___ EXERCISE INPUT

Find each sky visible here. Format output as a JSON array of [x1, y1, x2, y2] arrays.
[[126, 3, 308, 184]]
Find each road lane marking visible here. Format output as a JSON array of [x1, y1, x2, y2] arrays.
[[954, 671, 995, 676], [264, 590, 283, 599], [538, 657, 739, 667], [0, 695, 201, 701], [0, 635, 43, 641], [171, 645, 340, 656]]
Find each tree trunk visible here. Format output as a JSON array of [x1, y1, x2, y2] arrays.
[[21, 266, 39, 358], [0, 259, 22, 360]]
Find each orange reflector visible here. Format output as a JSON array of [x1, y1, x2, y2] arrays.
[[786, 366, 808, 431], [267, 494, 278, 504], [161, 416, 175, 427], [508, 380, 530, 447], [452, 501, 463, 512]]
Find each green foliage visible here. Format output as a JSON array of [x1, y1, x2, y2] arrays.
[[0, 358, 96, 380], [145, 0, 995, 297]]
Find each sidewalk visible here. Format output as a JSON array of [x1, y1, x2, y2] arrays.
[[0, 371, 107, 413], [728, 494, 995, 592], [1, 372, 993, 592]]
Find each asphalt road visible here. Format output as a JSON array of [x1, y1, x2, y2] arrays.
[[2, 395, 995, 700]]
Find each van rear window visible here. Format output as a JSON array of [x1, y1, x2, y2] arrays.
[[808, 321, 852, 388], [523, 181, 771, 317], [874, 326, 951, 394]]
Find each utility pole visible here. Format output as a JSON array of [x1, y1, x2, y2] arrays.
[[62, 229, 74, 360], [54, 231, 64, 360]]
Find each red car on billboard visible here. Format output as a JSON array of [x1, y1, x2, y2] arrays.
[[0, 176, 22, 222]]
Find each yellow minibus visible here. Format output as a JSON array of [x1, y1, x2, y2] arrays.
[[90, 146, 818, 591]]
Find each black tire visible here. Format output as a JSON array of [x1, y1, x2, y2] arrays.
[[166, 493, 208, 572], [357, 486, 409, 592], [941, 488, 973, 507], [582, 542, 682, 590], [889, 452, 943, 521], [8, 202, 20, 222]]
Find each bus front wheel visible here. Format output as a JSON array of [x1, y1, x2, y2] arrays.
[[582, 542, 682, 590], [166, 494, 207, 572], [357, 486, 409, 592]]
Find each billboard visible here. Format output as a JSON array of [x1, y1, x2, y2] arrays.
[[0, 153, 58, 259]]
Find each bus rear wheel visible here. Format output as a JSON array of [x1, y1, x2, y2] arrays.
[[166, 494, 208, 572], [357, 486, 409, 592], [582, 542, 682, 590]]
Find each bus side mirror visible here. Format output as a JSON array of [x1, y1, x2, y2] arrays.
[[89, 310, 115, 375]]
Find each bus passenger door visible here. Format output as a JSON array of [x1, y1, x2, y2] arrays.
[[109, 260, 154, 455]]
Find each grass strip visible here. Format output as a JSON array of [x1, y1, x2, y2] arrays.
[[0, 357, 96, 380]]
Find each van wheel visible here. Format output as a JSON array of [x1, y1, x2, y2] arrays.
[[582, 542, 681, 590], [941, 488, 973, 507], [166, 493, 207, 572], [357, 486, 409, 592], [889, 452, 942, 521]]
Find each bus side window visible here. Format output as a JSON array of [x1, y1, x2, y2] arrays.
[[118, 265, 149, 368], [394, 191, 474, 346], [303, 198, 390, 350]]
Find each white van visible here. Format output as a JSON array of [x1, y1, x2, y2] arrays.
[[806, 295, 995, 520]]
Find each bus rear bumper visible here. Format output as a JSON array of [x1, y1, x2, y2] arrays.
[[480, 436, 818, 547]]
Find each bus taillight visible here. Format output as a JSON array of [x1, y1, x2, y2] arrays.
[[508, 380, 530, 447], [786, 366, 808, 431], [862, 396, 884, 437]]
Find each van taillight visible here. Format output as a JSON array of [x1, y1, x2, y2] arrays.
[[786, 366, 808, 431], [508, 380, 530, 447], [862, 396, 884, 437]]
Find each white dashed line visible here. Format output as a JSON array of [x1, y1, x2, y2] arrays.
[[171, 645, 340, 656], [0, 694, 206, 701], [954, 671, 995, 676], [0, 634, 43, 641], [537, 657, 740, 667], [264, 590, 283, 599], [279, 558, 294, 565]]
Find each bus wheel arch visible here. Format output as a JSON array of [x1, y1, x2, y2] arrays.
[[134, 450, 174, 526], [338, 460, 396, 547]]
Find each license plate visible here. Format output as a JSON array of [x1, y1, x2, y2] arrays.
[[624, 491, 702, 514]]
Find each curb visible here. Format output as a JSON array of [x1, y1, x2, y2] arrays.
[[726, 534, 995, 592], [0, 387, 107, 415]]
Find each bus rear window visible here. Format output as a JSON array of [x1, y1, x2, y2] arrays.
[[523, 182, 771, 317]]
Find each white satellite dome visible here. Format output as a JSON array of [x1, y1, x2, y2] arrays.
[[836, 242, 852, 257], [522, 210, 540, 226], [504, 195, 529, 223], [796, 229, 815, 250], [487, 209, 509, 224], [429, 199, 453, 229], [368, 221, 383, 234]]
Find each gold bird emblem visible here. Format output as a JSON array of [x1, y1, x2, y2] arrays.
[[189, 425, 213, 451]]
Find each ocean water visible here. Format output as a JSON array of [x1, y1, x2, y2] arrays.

______

◆ PROBLEM DETAILS:
Write out each entry again, word for word.

◆ FINAL ANSWER:
Find each sky visible here. Format output as a JSON array of [x1, y1, x2, y2] arrays.
[[126, 3, 308, 184]]
Find each road lane marking visible here. Format output as a JSON array of [x1, y1, x2, y2] arrays.
[[954, 671, 995, 676], [264, 590, 283, 599], [538, 657, 739, 667], [0, 695, 201, 701], [0, 635, 43, 641], [171, 645, 340, 656]]
Find each tree trunk visible here. Format output as a JSON array of [x1, y1, x2, y2] arrays.
[[21, 266, 39, 358], [0, 259, 22, 360]]
Find each orange reflector visible here. Format output as a JSON array of [x1, y1, x2, y2] arrays.
[[786, 366, 808, 431], [267, 494, 278, 504], [161, 416, 175, 427], [508, 380, 530, 447], [452, 501, 463, 512]]
Find each green foliage visible here. Format output as a JSON array of [x1, y1, x2, y2] arrays.
[[0, 358, 96, 380], [145, 0, 995, 297]]
Find each sidewalk visible here. Format output as a JSON array of [x1, y1, x2, y2] arrays.
[[0, 371, 107, 413], [728, 494, 995, 592], [1, 372, 993, 592]]
Find each asphalt road visible here. Format output as a JSON array of [x1, y1, x2, y2] arrays.
[[2, 395, 995, 700]]
Find each van rear window visible here. Format output as a JSON array of [x1, y1, x2, y2] arrays.
[[808, 321, 852, 388], [523, 181, 771, 317], [874, 326, 951, 394]]
Find each utility pole visible here. Format output as a JSON array of [x1, y1, x2, y2] arrays.
[[62, 229, 74, 360], [54, 231, 64, 360]]
Find each red car on billboard visible here. Format output as a JSON array of [x1, y1, x2, y2] arrays.
[[0, 176, 22, 222]]
Find each yellow minibus visible here. Format output as a JSON array of [x1, y1, x2, y2] arrays.
[[90, 146, 818, 591]]
Find each black tire visible here. Format output as a JSON array of [x1, y1, x2, y2] arrays.
[[166, 493, 208, 572], [357, 486, 409, 592], [941, 488, 973, 507], [582, 542, 682, 590], [889, 452, 943, 521], [8, 202, 20, 222]]
Find each bus front wheel visible here. Format output as a JSON array of [x1, y1, x2, y2] arrays.
[[582, 542, 682, 590], [166, 494, 207, 572], [357, 486, 409, 592]]
Find each billboard visible here. Format output as a JSON array of [x1, y1, x2, y2] arrays.
[[0, 153, 58, 259]]
Find each bus rear wheel visible here. Format output as a JSON array of [x1, y1, x2, y2] arrays.
[[166, 494, 208, 572], [357, 486, 409, 592], [582, 542, 682, 590]]
Find each bus side mirror visible here. Format output as a JSON array of [x1, y1, x2, y2] arrays.
[[89, 310, 115, 375]]
Find each bus passenger door visible here. Format output as a JSON array of [x1, y1, x2, y2] arrays.
[[109, 260, 154, 455]]
Find each grass strip visible here. Format output as a JSON array of [x1, y1, x2, y2] arrays.
[[0, 357, 96, 380]]
Find each van wheel visible here. Format output as a JSON array of [x1, y1, x2, y2] arrays.
[[582, 542, 681, 590], [941, 488, 973, 507], [166, 493, 207, 572], [357, 486, 409, 592], [889, 452, 942, 521]]
Find each bus side window visible here. Format output as a JSON array of [x1, y1, x2, y2] arrays.
[[118, 265, 149, 368], [394, 191, 474, 346], [303, 198, 390, 350]]
Find each white van visible here. Format output as a JSON array of [x1, y1, x2, y2] arrays.
[[806, 295, 995, 520]]
Find each bus rear bumper visible here. Format output as a JSON array of [x1, y1, x2, y2] arrays.
[[480, 436, 818, 547]]
Find each bus taillight visible here. Format output as a JSON array of [x1, y1, x2, y2] arrays.
[[508, 380, 530, 447], [786, 366, 808, 431], [862, 396, 884, 437]]
Find each van taillight visible here. Format output as a JSON array of [x1, y1, x2, y2] arrays.
[[786, 366, 808, 431], [508, 380, 530, 447], [862, 396, 884, 437]]
Find each white dashed line visible here. Format output as a JSON array of [x1, y1, x2, y2] arrays.
[[171, 645, 340, 656], [0, 694, 206, 701], [954, 671, 995, 676], [0, 634, 43, 641], [537, 657, 740, 667], [264, 590, 283, 599], [279, 558, 294, 565]]
Find each bus wheel arch visible here. Format output as a JSON array of [x1, y1, x2, y2] arrays.
[[134, 450, 174, 526], [338, 460, 396, 547]]
Find each license plate visible here. Format output as a JSON array of [x1, y1, x2, y2] arrays.
[[624, 491, 702, 514]]
Find each curb visible here. Format output as a JSON array of [x1, y1, x2, y2] arrays.
[[726, 534, 995, 592], [0, 387, 107, 415]]
Find each bus rear window visible here. Format output as a JSON array of [x1, y1, x2, y2] arrays.
[[523, 182, 771, 317]]
Find each white satellite dome visible here. Format output as a JSON array of [x1, y1, x2, y2] arrays.
[[836, 242, 852, 257], [522, 210, 540, 226], [504, 195, 529, 223], [796, 229, 815, 250], [487, 209, 509, 224], [429, 199, 453, 229], [368, 221, 383, 234]]
Find each gold bird emblem visible here. Format output as a JSON array of [x1, y1, x2, y2] arrays.
[[189, 425, 213, 451]]
Find each ocean water visible here. Format output as a JSON array of [x1, y1, x2, y2] arrays.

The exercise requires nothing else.